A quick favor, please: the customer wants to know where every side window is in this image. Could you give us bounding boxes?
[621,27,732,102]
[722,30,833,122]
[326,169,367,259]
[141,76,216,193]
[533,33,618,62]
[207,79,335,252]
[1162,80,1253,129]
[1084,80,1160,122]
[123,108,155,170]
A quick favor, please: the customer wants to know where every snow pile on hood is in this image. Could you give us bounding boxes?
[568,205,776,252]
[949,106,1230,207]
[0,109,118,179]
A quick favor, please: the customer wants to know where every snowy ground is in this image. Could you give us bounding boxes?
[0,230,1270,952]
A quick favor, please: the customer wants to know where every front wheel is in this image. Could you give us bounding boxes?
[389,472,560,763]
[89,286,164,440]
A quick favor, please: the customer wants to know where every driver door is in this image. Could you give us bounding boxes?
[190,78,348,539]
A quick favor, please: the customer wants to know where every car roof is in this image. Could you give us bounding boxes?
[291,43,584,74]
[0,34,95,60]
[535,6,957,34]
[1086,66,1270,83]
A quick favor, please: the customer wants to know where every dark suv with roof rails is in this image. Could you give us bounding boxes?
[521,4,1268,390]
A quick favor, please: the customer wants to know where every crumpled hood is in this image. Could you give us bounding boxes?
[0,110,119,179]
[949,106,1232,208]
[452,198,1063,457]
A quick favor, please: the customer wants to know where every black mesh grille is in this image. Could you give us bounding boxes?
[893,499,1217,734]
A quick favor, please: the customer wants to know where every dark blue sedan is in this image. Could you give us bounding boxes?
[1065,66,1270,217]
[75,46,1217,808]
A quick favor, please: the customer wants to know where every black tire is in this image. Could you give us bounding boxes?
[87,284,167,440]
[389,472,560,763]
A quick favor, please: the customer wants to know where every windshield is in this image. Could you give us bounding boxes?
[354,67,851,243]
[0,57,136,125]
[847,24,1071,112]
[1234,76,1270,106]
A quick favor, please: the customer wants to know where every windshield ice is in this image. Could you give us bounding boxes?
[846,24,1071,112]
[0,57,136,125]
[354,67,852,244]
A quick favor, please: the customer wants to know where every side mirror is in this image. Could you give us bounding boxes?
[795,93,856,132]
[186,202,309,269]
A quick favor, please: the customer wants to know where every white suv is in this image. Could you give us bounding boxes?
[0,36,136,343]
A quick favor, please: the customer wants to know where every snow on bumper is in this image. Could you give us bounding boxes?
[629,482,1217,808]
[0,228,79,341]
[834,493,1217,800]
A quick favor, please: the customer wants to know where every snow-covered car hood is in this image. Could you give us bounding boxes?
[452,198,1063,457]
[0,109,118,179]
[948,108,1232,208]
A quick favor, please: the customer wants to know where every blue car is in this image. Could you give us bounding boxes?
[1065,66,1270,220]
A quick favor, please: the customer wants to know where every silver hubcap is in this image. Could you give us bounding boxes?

What to do: Can you rewrite all the entries above as a numbered list, dropping any blank lines?

Output of the task:
1. A quick favor, please: the customer wants to know where every side window is in this image. Could you give us bounding boxes?
2. [621,27,732,102]
3. [722,30,833,122]
4. [326,169,367,259]
5. [141,76,216,193]
6. [533,33,618,62]
7. [207,79,335,252]
8. [1162,80,1253,129]
9. [1084,80,1160,122]
10. [123,108,155,170]
11. A quick favor, please: the customer wants to know where every snow pile on hood is in this image. Could you give us bounding boxes?
12. [568,205,776,252]
13. [949,106,1230,207]
14. [0,109,118,179]
15. A quick favor, please: the customer wants to know where every snowy ground is in this image. Could you give us bounding boxes?
16. [0,230,1270,952]
17. A quick favor, please: the customer wants to know where every front wheel is in this image. Could you give us bounding boxes?
18. [389,472,560,763]
19. [89,286,164,440]
20. A quick favor, please: the customer wants to know where every driver door is in this image. Could you give us bounding boxes?
21. [190,78,348,539]
22. A quick favor, please: the customer wants to know where every car roof is in this image. Could you give us bounding boxes?
23. [291,43,584,74]
24. [0,34,95,60]
25. [535,6,957,34]
26. [1086,66,1270,83]
27. A quick favor, please: the customer wants to know where every dark suv with roof rails is in this image. Could you give us bounding boxes?
28. [521,4,1268,390]
29. A quick favor, please: the customer wants to know where every crumpled hood is in this image. Could you give us bounding boxes?
30. [0,110,119,179]
31. [949,106,1232,208]
32. [452,198,1063,457]
33. A quick favor, please: the customer wants to know where every black mesh grille is in this image. Could you give us bounding boxes?
34. [893,499,1217,734]
35. A quick favor, please: the customer wants to know where every dark blue sedan is in this image. Could you give us bounding boxes?
36. [1065,66,1270,217]
37. [75,46,1217,808]
38. A quick favor, please: the customer wants to know where every black tire is in this image. Could you give us bounding boxes?
39. [87,284,167,440]
40. [389,472,560,763]
41. A quick favor, please: the customer wants to know where every windshield is in this image. Could you give us bounding boxes?
42. [354,67,851,243]
43. [0,57,136,125]
44. [847,24,1071,112]
45. [1234,76,1270,106]
46. A quick favor, please: the customer wants to know where every windshield ice is in this image. Could you give us bounding boxes?
47. [846,24,1071,112]
48. [0,57,136,125]
49. [354,67,852,244]
50. A quick favor, please: the customer wants to know where every side mirror is in this image. Could you give us bounding boxes?
51. [795,93,856,132]
52. [186,202,309,269]
53. A quick favor, please: the customer wants to know where every white suv is in this image. Could you give us bounding boxes?
54. [0,36,136,343]
55. A quick favor, please: the customer wants to know where every snow on bumper is in this image. Could you give us bounding boxes?
56. [629,482,1217,808]
57. [0,228,79,341]
58. [834,493,1217,800]
59. A quick favor, please: the customer wants to know where every snow-covered car hood is in this image. Could you give us bounding boxes?
60. [452,198,1063,457]
61. [0,109,118,179]
62. [948,108,1232,208]
63. A quick favor, please: the customer wants to know where every blue car is in this image. Could you give us bounding boxes?
64. [1065,66,1270,220]
65. A quick favor, please: the customer wants to know where every silver hubcap is in this image. Could you give us bounding boxes?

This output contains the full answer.